Only the lines from the one containing "grass in the photo below." through the end of the material are to be echoed, each exactly as it appears.

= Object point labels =
+++

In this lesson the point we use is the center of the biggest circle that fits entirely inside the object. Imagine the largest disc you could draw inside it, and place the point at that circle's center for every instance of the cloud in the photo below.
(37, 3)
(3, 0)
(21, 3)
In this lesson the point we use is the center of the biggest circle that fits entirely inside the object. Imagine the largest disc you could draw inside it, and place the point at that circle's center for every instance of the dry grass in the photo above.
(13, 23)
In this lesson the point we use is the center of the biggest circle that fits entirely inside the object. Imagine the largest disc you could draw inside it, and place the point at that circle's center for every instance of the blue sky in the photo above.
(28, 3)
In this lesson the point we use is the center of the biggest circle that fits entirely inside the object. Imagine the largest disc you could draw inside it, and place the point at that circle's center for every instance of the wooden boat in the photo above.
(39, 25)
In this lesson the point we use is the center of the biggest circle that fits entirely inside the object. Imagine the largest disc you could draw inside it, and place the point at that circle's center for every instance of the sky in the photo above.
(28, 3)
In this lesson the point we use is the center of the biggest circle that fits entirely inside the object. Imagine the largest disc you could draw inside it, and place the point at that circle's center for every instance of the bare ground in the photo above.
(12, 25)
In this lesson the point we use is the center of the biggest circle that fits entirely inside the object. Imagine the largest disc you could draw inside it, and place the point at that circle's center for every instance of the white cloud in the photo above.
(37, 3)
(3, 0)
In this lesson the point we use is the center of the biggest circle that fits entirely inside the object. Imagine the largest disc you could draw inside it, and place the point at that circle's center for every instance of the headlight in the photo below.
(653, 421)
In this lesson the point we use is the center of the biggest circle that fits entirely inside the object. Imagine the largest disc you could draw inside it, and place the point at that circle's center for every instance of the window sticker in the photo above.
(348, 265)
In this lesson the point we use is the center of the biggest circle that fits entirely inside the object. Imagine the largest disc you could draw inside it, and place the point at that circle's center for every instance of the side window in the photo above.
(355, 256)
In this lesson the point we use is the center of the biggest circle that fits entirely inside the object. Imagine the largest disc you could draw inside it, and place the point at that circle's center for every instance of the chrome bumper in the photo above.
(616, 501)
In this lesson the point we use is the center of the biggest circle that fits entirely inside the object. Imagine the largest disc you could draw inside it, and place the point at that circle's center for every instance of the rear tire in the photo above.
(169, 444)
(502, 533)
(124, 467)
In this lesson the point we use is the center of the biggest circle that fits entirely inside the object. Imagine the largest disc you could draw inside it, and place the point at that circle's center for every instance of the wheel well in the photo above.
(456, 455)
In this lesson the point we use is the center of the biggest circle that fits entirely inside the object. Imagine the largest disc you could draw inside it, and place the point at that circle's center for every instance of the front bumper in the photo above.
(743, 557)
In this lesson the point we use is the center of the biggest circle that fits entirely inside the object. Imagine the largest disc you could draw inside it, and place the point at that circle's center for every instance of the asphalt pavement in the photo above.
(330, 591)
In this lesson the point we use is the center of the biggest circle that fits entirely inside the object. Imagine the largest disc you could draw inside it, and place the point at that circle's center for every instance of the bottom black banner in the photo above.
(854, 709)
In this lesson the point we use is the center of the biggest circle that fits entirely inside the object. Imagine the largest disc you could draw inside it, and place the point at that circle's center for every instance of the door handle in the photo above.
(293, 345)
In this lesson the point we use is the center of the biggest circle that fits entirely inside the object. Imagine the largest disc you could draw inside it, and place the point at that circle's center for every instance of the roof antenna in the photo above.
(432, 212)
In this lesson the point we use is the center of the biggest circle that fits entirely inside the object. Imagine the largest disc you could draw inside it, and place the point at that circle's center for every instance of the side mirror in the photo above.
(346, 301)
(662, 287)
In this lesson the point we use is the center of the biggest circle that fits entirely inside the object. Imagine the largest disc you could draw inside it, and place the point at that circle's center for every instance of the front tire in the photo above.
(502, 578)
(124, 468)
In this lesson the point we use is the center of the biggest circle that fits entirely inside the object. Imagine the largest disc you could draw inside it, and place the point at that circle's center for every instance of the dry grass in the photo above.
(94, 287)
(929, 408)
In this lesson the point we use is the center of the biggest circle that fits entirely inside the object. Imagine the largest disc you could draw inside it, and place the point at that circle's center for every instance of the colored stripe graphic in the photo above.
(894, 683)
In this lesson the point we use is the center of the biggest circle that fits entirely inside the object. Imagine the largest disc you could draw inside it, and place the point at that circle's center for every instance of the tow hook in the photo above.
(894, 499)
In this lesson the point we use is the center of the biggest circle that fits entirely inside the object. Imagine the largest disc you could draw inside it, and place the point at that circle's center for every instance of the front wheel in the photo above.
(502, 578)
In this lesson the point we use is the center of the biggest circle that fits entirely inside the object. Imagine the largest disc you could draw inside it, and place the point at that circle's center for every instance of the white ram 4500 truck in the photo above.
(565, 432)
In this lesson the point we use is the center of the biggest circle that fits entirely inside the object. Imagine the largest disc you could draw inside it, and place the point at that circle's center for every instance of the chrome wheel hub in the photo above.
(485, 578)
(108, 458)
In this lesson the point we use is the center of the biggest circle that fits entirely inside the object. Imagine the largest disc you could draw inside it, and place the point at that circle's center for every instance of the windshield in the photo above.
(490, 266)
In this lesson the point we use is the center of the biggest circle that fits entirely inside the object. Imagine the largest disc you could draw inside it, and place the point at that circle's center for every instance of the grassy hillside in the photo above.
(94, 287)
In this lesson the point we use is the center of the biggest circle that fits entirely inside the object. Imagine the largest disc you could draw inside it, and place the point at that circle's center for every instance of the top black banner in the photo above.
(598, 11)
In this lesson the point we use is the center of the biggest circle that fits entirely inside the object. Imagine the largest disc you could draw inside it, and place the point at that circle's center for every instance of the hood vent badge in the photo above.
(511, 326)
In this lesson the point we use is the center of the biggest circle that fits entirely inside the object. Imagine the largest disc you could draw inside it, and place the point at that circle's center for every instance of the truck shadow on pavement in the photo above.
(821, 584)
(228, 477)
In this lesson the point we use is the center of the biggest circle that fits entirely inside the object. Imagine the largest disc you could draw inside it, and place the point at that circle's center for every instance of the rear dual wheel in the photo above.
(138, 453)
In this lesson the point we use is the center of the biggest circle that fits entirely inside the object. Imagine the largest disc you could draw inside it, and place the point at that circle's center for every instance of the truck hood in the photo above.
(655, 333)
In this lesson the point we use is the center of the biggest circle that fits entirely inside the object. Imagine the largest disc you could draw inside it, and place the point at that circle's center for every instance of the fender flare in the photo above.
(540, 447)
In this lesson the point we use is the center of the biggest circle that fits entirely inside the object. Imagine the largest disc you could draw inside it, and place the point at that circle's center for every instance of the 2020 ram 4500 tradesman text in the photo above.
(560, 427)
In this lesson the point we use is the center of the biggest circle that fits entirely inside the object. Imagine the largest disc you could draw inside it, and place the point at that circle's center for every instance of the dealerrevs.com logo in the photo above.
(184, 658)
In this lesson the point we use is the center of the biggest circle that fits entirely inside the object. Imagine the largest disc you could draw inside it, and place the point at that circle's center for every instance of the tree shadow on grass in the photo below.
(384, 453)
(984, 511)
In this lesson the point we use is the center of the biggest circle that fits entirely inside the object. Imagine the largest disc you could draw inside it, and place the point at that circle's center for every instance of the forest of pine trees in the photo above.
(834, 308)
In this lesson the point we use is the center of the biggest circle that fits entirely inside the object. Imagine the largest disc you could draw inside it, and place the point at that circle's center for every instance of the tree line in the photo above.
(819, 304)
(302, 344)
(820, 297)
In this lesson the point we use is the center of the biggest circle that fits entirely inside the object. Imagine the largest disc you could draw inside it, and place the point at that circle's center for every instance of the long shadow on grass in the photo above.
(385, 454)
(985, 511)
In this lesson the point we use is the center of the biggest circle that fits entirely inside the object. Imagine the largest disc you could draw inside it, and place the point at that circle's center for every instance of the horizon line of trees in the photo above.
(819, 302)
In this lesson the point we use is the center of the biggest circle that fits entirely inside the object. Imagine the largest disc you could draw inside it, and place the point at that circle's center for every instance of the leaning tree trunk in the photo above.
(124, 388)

+++

= Output for this exercise =
In this lesson the point we use is the center of the biggest circle that fits entirely inside the object. Imagine the largest disc you could draw inside it, and place the point at that circle's center for every instance of the tree shadow on grass in the photo below.
(384, 453)
(984, 511)
In this lesson the point we use is the center of the biggest circle that fits entirely inside the object. Imagine the largest disc you could draw inside it, and place the point at that circle's center for every instance of the forest of pine trees in the photo above.
(834, 308)
In this lesson the point we use is the center of the biggest circle that fits entirely inside the object. Imagine the largest disc you could draw inside it, and place the point at that circle's center for every instance of the tree line in the photo above.
(819, 304)
(302, 344)
(820, 297)
In this lesson the point we use is the center of the biggest circle that fits entirely inside the object. Imagine the largest disc you could draw inside it, and place the point at that circle's center for every instance of the long shadow on grass in the photo above.
(385, 454)
(985, 511)
In this lesson the point we use is the center of the biggest circle that fits entirely inside the object. Imagine the largest disc you could draw inside it, and place the point at that circle's center for every instance of the horizon line of trees in the photo above.
(819, 302)
In this lesson the point we use is the center of the biggest circle that fits entirely inside the object. Imagine the largest disc you could draw inside it, and place the point at that circle's center for every instance of the leaning tree trunk in the photo above.
(124, 388)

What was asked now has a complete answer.